___ Excerpt provided ___
Katy writes over at Midlife Rambler, exploring what life can be like when your children are grown and out of the nest. You can find more posts like this there.

In 2004, in my early 40s and near the end of a long marriage that had turned wrong and sad for both people, I took my then twelve-year-old son to a music festival. In a way, he was my beard: I desperately wanted to go, but sincerely believed I was too old for such young folk activities.

Are you comfortable in your own skinIt was the perfect tonic for a truly dark period in my life. Good live music has alway restored my soul and my soul especially needed restoring then. It was a special day for me to spend with my son, too. He was just learning to love music himself and his friends hadn’t quite caught up with him so he loved hanging out with people who liked music as much as he did and would talk with him about it. At that time one of those people was me. I knew I had been given the special gift of extra time before he went off to join his friends and become a teenager and I was grateful for every second.
___ Supplied information ___
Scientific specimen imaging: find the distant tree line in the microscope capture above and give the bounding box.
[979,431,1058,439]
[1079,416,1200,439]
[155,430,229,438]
___
• **The exercise**:
Pick up the essay about a midlife trip to a music festival with a twelve-year-old son, and continue it from its last sentence.

• **Answer to this exercise**:
I really only remember bits and pieces of the weekend. Seeing Lou Reed in the bright sunshine while people tossed around a beach ball and he sang about being happy to hang out with the ghost of his dead friend. Hearing The Drive-By Truckers for the first time. Waiting a full hour for George Clinton to bring the funk before realizing there would be no funk for me this night. Trying to get my uninterested son to stay for Joss Stone by pointing out she wasn’t wearing a bra.

But what I mostly remember about the weekend was how everywhere I went I felt like I didn’t belong, how it seemed to me like I was absolutely the oldest person there and how I was sure that everyone there was laughing at me for daring to go in the first place.

I stood on the sidelines at Puddle of Mudd looking for someone – anyone – who was close to my age (in retrospect, not the best place to do that). I saw one couple – a 40ish man happily screaming along to every song and his long-suffering wife standing beside him. I actually found myself explaining to her that I was there with my son because I was so sure she was wondering.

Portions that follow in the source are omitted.